There are a lot of things that humans can do to reduce conflicts with wildlife. We have to live more lightly on the earth. Along the coasts of Argentina, thousands of penguins were being oiled by illegal dumping of petroleum, but that’s changed. In 1997 the province moved tanker lanes 40 kilometers farther offshore, and illegal dumping was largely stopped. But oil in the water is still a problem in southern Brazil, Uruguay, and other parts of Argentina. There are 25 rehabilitation centers to address birds being oiled, and what we really need to do is stop the illegal dumping of petroleum into our oceans.
This is a chronic problem in the environment. Now, with the Gulf oil spill, we all have become more aware, but it has been going on even when it’s not on the television. Humans may not be aware of it, but individual birds are always aware of it because it kills them.
So there are lots of things individuals can do. We can do business better and enforce laws. We can improve our accounting systems so people pay more accurately for their consumption. You and I don’t pay for the full cost of our actions, and we must pay more attention to these real costs. We buy computers, then we throw them out without thinking about where they go. If you are going to buy a computer you should have to pay a cost for its proper disposal. It would change how we interact with our environment.
Why do people dump oil into the ocean? Because it’s cheaper. We have to get the cost right so we pay for the real environmental cost of our actions.

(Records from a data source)

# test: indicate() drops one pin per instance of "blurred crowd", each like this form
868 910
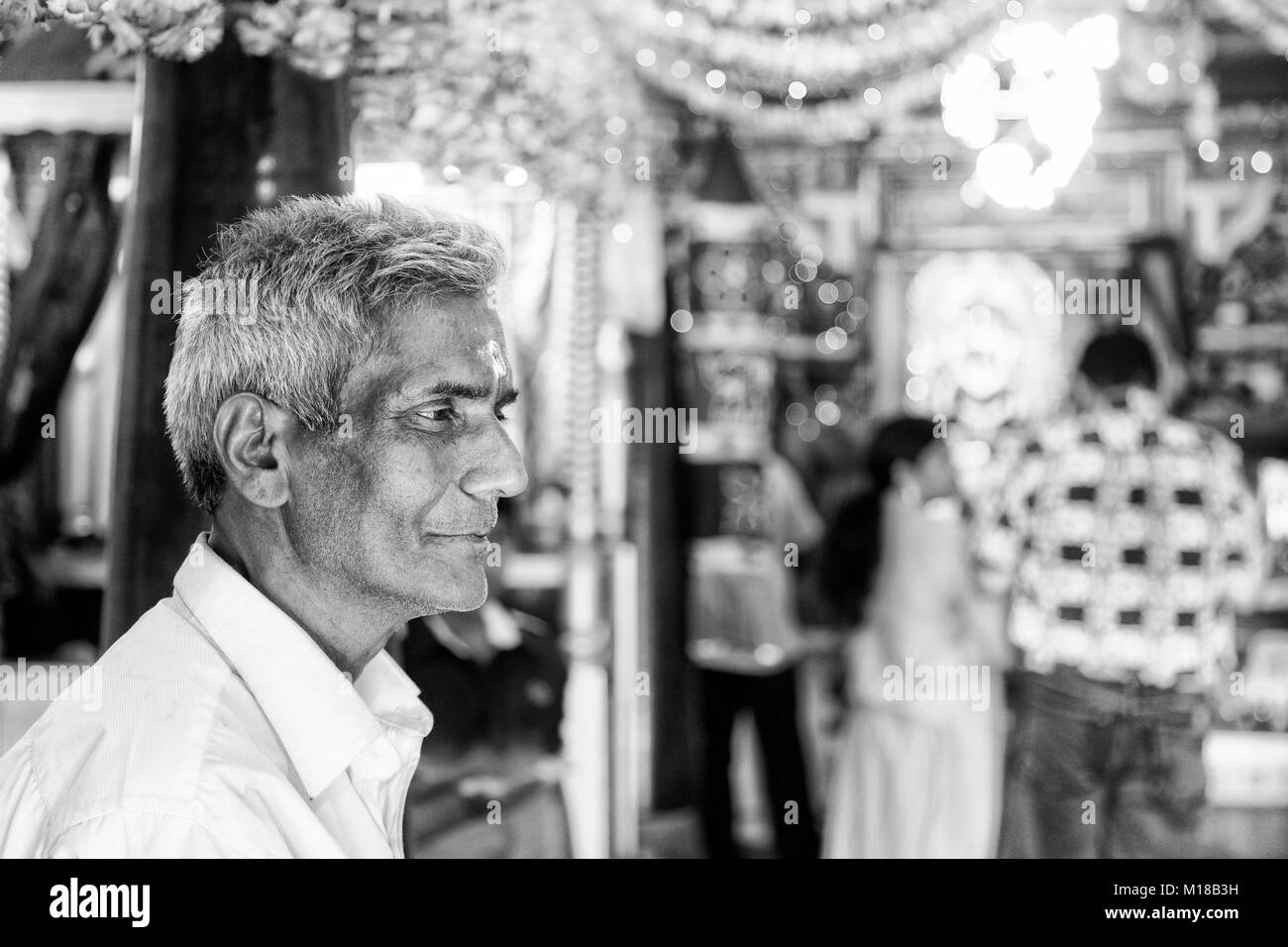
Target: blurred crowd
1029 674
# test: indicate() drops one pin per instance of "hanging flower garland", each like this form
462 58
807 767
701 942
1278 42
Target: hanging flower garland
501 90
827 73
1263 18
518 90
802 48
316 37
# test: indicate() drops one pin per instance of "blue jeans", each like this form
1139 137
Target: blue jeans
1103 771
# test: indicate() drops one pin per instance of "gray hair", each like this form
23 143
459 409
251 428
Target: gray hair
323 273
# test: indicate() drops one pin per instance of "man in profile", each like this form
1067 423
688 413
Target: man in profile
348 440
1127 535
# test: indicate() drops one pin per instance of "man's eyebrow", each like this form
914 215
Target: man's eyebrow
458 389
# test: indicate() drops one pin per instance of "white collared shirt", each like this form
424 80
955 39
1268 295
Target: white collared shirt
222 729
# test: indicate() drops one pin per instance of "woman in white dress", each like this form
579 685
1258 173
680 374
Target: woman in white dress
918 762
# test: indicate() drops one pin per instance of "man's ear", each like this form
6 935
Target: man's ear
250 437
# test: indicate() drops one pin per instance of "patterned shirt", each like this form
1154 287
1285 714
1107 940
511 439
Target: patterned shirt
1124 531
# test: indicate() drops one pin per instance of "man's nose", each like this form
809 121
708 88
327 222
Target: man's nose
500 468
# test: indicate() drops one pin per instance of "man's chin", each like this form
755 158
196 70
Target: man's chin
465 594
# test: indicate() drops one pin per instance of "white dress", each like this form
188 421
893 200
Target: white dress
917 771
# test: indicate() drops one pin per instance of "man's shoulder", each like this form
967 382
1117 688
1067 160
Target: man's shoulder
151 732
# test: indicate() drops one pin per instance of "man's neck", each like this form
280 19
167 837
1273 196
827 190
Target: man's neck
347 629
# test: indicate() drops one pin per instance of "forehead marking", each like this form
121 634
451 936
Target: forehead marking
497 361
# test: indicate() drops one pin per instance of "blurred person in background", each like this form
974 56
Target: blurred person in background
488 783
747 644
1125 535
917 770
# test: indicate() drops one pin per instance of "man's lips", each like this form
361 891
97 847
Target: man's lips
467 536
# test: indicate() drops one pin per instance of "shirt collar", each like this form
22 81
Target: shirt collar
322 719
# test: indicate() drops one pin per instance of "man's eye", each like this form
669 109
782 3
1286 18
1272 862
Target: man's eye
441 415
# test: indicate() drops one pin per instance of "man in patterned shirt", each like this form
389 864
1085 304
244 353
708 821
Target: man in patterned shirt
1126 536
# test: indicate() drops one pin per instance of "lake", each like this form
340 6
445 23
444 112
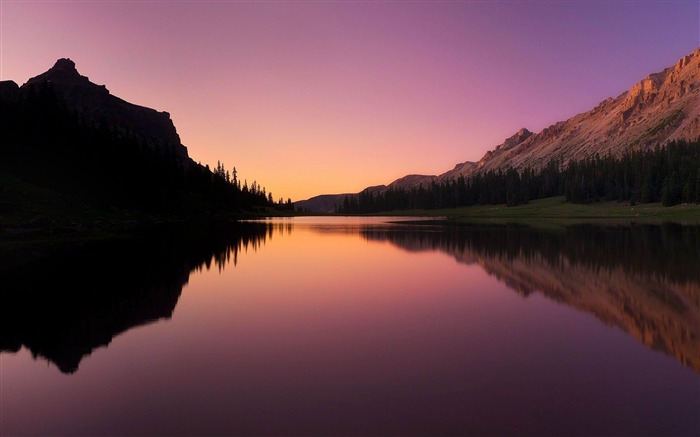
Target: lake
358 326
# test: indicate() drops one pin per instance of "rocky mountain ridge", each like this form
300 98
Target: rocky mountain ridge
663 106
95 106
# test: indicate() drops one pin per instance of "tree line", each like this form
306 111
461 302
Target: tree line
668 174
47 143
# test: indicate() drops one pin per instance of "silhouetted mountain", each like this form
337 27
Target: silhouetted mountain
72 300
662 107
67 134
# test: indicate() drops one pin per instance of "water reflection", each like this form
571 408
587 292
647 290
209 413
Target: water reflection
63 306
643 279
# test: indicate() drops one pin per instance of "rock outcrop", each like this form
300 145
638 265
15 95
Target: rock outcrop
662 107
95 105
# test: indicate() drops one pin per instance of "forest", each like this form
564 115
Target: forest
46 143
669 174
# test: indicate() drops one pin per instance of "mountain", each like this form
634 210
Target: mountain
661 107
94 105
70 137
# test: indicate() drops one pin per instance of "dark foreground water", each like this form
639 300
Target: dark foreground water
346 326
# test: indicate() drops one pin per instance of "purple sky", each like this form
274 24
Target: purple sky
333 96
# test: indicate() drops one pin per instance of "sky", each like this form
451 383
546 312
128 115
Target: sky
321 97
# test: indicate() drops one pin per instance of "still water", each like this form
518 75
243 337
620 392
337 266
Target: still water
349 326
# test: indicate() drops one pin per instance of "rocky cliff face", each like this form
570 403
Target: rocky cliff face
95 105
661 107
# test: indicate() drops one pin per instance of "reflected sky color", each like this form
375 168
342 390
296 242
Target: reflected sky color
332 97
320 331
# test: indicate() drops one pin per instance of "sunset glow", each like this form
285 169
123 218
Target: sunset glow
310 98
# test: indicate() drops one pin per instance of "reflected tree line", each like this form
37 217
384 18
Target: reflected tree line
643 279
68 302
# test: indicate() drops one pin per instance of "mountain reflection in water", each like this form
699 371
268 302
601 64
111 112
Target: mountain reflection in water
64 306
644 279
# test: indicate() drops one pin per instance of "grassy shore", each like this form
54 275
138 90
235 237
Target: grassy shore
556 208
---
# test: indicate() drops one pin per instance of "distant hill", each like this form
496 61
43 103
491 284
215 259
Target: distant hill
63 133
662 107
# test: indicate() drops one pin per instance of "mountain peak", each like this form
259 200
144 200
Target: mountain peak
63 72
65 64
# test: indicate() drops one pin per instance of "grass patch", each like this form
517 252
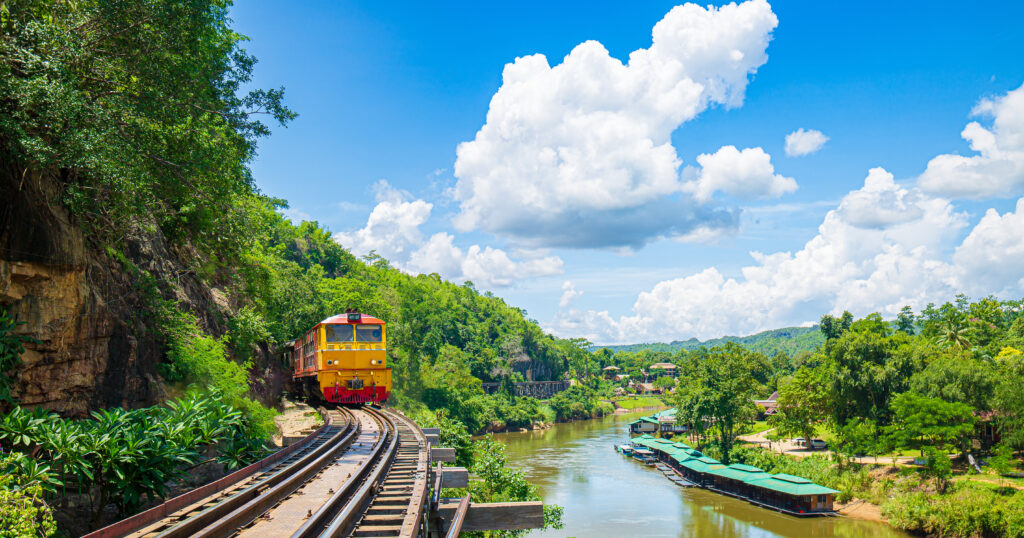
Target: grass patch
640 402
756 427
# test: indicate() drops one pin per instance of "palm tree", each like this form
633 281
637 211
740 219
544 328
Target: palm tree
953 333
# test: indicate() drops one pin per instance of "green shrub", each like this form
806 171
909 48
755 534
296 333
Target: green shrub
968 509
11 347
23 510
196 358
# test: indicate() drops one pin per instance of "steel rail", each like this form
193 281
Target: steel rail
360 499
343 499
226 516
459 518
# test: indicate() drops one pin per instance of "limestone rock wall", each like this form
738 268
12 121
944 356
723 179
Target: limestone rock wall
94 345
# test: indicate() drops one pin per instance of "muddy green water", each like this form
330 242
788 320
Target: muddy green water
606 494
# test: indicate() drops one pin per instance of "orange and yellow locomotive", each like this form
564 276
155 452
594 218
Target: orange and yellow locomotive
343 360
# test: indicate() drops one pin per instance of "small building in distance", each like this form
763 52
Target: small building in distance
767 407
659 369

## Task prompt
Rewrite the passage on oil and wildlife starting at "There are a" and ending at "into our oceans.", switching "petroleum" to "crude oil".

## Response box
There are a lot of things that humans can do to reduce conflicts with wildlife. We have to live more lightly on the earth. Along the coasts of Argentina, thousands of penguins were being oiled by illegal dumping of crude oil, but that’s changed. In 1997 the province moved tanker lanes 40 kilometers farther offshore, and illegal dumping was largely stopped. But oil in the water is still a problem in southern Brazil, Uruguay, and other parts of Argentina. There are 25 rehabilitation centers to address birds being oiled, and what we really need to do is stop the illegal dumping of crude oil into our oceans.